> _TEXT SHOWN_
Segment Open
This tutorial serves as a guide to mastering Kubernetes Autoscaling. We’ll explore the two main techniques of Kubernetes scaling: horizontal scaling and vertical scaling. Horizontal Pod Autoscaler (HPA) and Vertical Pod Autoscaler (VPA) are the tools that implement these concepts within Kubernetes, respectively. By understanding both horizontal and vertical scaling, along with HPA and VPA, you’ll be equipped to achieve peak performance and efficient resource management for your containerized applications. Ensuring optimal resource utilization is crucial for cloud applications built with Kubernetes. However, fluctuating workloads can quickly turn manual scaling into a tedious and inefficient task. This is where Kubernetes autoscaling comes in, offering a dynamic approach to resource management. Let’s get started.
Table of Contents
Kubernetes Autoscaling: HPA vs VPA
What is Autoscaling?
Autoscaling is a technique that is used to automatically adjust the resources allocated to an application based on predefined metrics. An application deployment/statefulset or any other resource can be dynamically scaled up or down to meet fluctuating demand, ensuring efficient resource utilization and optimal application performance.
Benefits of Autoscaling
Autoscaling is needed in cloud-native environments like Kubernetes for several reasons:
- Dynamic Workload Demands: Applications often experience fluctuating traffic patterns throughout the day or across different seasons. Autoscaling allows resources to be added or removed automatically based on these variations, ensuring that the application can handle peak loads without being over-provisioned during quieter periods.
- Optimal Resource Utilization: Without autoscaling, resources may be provisioned based on peak loads, leading to underutilization during off-peak times and increased costs. Autoscaling adjusts resources dynamically, optimizing resource utilization and reducing unnecessary expenses.
- Improved Performance and Availability: By scaling resources in response to workload changes, autoscaling helps maintain consistent performance levels and availability. It ensures that applications remain responsive even under heavy traffic conditions, enhancing user experience and minimizing downtime.
Segment Closed
> _ASSIGNMENT 1_
In the Kubernetes autoscaling tutorial, which tools implement horizontal scaling and vertical scaling within Kubernetes?
> _ASSIGNMENT 2_
Copy the stretch of the Kubernetes autoscaling tutorial from "Autoscaling is a" through "during quieter periods.", replacing "fluctuating" with "changing" each time it occurs.
The entries come from a source other than the Kubernetes autoscaling tutorial.

Data entries:
Segment Open
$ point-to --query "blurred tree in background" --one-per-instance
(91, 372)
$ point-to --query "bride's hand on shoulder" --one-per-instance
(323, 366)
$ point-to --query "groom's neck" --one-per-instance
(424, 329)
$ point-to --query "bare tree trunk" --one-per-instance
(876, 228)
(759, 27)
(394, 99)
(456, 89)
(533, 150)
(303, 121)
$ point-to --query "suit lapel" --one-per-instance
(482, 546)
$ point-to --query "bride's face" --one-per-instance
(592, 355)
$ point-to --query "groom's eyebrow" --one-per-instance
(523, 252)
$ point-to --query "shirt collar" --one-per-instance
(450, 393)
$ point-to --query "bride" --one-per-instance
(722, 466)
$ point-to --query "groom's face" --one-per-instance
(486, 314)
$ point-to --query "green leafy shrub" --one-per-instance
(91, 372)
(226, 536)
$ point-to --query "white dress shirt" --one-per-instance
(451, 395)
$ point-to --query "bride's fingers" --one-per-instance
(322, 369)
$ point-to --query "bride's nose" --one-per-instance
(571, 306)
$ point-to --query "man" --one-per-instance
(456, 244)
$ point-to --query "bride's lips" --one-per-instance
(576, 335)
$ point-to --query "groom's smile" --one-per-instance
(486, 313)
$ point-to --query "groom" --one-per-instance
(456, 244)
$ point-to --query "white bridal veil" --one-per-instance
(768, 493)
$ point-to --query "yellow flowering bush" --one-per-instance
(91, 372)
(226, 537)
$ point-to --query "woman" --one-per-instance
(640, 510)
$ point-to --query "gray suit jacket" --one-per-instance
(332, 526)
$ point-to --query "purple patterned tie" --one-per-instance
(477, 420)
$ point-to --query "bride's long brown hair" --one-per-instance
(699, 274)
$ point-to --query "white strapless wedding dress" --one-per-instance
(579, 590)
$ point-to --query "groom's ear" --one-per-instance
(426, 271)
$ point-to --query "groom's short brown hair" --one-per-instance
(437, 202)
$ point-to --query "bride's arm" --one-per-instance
Segment Closed
> _WRITTEN RESPONSE 1_
Horizontal Pod Autoscaler (HPA) implements horizontal scaling, and Vertical Pod Autoscaler (VPA) implements vertical scaling.

> _WRITTEN RESPONSE 2_
Autoscaling is a technique that is used to automatically adjust the resources allocated to an application based on predefined metrics. An application deployment/statefulset or any other resource can be dynamically scaled up or down to meet changing demand, ensuring efficient resource utilization and optimal application performance.
Benefits of Autoscaling
Autoscaling is needed in cloud-native environments like Kubernetes for several reasons:
- Dynamic Workload Demands: Applications often experience changing traffic patterns throughout the day or across different seasons. Autoscaling allows resources to be added or removed automatically based on these variations, ensuring that the application can handle peak loads without being over-provisioned during quieter periods.